[Opening MATERIAL SUPPLIED section]

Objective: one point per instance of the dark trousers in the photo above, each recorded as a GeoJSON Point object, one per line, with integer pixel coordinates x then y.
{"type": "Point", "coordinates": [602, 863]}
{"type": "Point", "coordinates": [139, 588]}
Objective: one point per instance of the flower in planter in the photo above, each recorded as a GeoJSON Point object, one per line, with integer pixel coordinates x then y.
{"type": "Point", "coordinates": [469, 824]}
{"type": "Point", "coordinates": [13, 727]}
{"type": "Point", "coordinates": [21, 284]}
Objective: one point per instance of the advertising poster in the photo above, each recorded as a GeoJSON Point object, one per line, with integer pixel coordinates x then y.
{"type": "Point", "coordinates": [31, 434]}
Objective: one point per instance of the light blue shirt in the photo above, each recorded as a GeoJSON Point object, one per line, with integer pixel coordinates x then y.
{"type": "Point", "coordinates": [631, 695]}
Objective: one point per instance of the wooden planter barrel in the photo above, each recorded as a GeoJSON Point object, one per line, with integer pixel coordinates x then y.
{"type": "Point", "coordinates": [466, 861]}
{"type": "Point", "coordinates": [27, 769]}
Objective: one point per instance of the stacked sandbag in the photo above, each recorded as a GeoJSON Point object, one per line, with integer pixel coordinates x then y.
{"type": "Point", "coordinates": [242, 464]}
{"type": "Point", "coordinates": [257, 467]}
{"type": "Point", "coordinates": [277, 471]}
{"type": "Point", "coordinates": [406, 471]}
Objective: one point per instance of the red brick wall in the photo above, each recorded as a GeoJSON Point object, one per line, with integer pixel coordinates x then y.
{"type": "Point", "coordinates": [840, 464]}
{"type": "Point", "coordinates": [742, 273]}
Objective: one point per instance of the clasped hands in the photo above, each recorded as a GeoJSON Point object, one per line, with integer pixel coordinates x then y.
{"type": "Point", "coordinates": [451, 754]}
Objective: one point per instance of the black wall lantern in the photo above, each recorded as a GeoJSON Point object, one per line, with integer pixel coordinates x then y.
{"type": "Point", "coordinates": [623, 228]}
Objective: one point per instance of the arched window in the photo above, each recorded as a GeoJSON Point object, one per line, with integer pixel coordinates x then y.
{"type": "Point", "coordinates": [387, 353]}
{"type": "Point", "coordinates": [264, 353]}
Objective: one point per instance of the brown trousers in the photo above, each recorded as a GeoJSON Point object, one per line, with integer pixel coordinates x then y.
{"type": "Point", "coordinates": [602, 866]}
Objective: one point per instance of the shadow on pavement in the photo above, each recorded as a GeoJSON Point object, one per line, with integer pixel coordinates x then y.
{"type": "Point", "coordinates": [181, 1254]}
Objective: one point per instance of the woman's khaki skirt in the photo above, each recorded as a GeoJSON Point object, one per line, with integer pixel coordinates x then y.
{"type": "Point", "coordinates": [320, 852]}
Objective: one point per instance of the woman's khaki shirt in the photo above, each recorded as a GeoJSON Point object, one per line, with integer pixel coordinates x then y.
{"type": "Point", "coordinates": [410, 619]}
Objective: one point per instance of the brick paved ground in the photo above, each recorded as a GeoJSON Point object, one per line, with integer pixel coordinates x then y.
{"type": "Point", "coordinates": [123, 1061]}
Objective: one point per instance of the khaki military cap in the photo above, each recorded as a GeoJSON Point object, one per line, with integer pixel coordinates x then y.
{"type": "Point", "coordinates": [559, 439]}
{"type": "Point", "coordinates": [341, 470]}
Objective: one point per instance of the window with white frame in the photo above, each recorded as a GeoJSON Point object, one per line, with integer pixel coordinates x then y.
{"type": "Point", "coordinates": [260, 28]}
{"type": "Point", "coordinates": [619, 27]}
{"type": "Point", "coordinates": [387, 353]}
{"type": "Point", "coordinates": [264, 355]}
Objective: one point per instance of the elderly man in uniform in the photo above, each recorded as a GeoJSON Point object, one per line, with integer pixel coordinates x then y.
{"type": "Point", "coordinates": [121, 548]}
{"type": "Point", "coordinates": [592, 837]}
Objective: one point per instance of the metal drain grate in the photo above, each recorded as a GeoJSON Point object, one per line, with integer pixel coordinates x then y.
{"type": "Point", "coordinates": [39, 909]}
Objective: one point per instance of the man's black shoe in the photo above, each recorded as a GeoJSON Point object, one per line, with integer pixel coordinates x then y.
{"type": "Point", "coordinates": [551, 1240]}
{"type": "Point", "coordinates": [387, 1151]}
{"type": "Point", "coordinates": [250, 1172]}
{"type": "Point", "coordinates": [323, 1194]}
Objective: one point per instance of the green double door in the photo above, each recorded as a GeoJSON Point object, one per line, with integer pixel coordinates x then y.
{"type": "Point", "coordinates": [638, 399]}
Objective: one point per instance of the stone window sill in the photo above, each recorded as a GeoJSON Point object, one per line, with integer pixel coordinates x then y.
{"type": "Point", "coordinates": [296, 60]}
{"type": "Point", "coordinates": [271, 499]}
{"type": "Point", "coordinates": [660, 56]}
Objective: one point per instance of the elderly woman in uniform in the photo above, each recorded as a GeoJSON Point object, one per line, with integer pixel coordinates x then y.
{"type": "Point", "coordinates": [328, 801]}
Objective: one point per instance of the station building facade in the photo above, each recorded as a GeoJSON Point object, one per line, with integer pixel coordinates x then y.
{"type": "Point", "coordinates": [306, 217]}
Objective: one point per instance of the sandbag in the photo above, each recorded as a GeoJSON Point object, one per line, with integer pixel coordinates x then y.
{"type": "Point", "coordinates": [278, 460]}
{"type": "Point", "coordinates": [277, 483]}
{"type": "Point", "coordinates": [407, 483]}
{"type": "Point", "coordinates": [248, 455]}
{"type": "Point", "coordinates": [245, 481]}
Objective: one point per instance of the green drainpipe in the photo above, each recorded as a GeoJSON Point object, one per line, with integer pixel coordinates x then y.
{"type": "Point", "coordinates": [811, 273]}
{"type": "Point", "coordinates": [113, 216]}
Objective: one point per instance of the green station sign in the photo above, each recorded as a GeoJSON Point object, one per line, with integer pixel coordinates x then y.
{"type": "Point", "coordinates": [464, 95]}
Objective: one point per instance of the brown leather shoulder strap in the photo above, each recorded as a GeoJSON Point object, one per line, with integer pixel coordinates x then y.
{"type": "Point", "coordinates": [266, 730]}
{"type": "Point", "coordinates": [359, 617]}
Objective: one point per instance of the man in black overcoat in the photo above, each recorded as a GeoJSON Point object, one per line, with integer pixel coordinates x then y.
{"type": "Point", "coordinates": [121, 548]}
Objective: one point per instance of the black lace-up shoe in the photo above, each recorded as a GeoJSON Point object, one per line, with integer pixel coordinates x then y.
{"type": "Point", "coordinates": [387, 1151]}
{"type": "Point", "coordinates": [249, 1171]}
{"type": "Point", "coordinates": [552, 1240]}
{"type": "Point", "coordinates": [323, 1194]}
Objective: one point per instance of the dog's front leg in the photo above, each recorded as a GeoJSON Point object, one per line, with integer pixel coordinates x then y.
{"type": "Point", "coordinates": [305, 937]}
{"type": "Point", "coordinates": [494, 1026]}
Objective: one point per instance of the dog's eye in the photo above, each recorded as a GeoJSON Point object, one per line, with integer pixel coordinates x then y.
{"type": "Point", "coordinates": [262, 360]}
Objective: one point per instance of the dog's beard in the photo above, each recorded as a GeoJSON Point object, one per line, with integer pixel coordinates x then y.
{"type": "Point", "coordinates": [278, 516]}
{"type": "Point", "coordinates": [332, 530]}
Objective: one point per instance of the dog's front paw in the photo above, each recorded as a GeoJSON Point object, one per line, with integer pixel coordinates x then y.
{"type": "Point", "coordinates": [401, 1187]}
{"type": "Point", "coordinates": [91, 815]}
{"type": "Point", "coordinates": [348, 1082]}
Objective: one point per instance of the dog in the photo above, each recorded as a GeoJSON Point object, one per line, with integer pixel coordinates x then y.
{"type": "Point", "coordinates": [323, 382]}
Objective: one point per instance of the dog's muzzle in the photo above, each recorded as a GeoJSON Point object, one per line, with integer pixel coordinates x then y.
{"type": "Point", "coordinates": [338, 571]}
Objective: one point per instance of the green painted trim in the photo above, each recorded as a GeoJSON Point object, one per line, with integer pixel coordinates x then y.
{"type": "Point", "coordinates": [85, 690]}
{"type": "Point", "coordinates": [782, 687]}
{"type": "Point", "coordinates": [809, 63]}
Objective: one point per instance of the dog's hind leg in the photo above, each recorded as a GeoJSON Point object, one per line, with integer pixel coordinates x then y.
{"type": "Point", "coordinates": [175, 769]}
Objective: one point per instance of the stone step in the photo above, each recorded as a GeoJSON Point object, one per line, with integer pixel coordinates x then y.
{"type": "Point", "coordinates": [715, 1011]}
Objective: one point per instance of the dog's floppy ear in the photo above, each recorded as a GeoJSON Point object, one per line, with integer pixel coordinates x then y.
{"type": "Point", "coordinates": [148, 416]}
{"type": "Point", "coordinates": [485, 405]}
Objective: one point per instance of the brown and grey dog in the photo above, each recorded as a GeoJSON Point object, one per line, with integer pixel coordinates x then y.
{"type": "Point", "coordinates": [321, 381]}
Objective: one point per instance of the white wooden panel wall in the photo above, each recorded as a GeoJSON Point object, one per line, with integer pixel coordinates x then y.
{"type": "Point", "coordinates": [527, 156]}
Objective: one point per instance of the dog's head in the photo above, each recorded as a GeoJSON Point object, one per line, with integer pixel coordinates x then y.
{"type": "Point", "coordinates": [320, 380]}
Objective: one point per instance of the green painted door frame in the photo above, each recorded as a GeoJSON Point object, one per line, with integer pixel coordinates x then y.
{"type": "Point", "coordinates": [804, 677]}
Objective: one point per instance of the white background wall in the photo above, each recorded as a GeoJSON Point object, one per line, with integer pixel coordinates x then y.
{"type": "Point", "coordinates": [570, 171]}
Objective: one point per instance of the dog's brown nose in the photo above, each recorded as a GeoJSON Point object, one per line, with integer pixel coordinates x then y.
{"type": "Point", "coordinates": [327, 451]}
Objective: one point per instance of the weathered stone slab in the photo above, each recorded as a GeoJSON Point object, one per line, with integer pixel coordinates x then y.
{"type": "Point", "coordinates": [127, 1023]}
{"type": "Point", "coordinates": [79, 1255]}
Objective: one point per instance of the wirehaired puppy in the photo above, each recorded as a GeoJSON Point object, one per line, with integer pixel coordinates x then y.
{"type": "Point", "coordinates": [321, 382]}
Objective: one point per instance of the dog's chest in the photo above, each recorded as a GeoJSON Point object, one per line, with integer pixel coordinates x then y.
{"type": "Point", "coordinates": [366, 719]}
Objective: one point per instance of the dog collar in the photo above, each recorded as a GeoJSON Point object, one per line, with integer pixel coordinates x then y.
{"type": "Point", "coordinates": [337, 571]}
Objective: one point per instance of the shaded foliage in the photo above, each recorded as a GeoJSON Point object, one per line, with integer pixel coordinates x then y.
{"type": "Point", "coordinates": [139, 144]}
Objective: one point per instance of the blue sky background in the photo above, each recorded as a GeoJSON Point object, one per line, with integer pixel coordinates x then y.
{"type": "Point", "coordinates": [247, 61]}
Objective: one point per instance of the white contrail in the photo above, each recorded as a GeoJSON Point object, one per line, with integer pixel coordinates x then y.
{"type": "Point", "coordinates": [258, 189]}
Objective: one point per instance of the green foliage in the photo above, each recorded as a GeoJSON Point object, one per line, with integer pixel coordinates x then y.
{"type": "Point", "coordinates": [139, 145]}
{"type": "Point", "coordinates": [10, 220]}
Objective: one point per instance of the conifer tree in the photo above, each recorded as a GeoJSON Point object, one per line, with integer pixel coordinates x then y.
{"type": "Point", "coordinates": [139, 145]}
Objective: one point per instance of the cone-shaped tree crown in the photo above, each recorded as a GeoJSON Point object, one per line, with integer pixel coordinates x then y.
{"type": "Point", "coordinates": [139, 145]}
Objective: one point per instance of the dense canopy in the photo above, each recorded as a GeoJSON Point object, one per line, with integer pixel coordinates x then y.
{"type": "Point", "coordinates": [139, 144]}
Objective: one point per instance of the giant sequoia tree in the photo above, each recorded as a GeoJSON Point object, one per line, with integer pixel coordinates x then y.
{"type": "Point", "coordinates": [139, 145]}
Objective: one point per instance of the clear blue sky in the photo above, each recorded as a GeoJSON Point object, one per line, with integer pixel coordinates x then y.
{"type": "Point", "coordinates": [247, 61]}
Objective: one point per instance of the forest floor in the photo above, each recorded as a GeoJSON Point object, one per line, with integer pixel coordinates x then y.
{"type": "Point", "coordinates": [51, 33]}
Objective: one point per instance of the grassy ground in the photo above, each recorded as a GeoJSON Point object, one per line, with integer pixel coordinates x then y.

[Closing MATERIAL SUPPLIED section]

Using the listing above, print the line containing "Objective: one point per instance of the clear" and every line after it exactly, up to and including the last.

**RESPONSE BELOW**
Objective: one point per instance of the clear blue sky in the photo above, each recorded as a GeoJSON Point object, one per line, with integer pixel coordinates x then y.
{"type": "Point", "coordinates": [247, 61]}
Objective: one point per instance of the forest floor in the photo above, each recorded as a GeoJSON Point object, one per line, with integer pixel coordinates x then y.
{"type": "Point", "coordinates": [51, 33]}
Objective: one point per instance of the grassy ground in the photo above, each recorded as a GeoJSON Point object, one per line, with integer pixel coordinates x then y.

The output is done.